● **Written problem**: Copy the service tax article from "NEW DELHI, MAR" through "to service tax.", changing "commerce" to "trade".

● **Text excerpt**:
Service Tax – Renting of Immovable Property – A fresh stir of litigations

By TIOL News Service

NEW DELHI, MAR 02, 2010: FINANCE Act 2007 sought to tax services in relation to renting of immovable property by introducing section 65(105)(zzzz) w.e.f 01.06.2007. The said section read as under:

“(zzzz) to any person, by any other person in relation to renting of immovable property for use in the course or furtherance of business or commerce.”

Plain reading of the abovementioned section gave an impression that only services rendered in relation to renting of immovable property were chargeable to tax under service tax. Renting per se is not chargeable to service tax.

● **Listing**:
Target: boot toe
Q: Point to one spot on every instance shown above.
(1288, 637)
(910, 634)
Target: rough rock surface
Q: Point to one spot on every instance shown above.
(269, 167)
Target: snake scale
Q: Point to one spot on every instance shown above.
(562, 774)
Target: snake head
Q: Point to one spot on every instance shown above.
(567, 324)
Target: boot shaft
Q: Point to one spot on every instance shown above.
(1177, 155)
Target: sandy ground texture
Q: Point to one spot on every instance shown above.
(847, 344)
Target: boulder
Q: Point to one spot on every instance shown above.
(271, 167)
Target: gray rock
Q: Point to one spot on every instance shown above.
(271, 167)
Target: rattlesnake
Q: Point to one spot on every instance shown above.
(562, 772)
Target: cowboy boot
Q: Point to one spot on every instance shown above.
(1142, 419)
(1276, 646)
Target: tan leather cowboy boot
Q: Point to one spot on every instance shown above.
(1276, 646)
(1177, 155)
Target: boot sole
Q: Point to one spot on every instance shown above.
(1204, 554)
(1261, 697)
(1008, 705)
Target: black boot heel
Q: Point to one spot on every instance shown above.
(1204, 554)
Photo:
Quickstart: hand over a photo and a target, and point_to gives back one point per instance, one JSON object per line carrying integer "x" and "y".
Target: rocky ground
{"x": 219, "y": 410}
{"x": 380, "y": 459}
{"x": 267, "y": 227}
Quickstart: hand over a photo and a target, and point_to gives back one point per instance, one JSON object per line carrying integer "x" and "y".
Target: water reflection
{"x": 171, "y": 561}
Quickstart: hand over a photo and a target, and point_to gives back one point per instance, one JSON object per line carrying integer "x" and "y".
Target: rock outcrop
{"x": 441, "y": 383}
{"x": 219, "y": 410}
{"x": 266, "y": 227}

● **Solution**:
NEW DELHI, MAR 02, 2010: FINANCE Act 2007 sought to tax services in relation to renting of immovable property by introducing section 65(105)(zzzz) w.e.f 01.06.2007. The said section read as under:

“(zzzz) to any person, by any other person in relation to renting of immovable property for use in the course or furtherance of business or trade.”

Plain reading of the abovementioned section gave an impression that only services rendered in relation to renting of immovable property were chargeable to tax under service tax. Renting per se is not chargeable to service tax.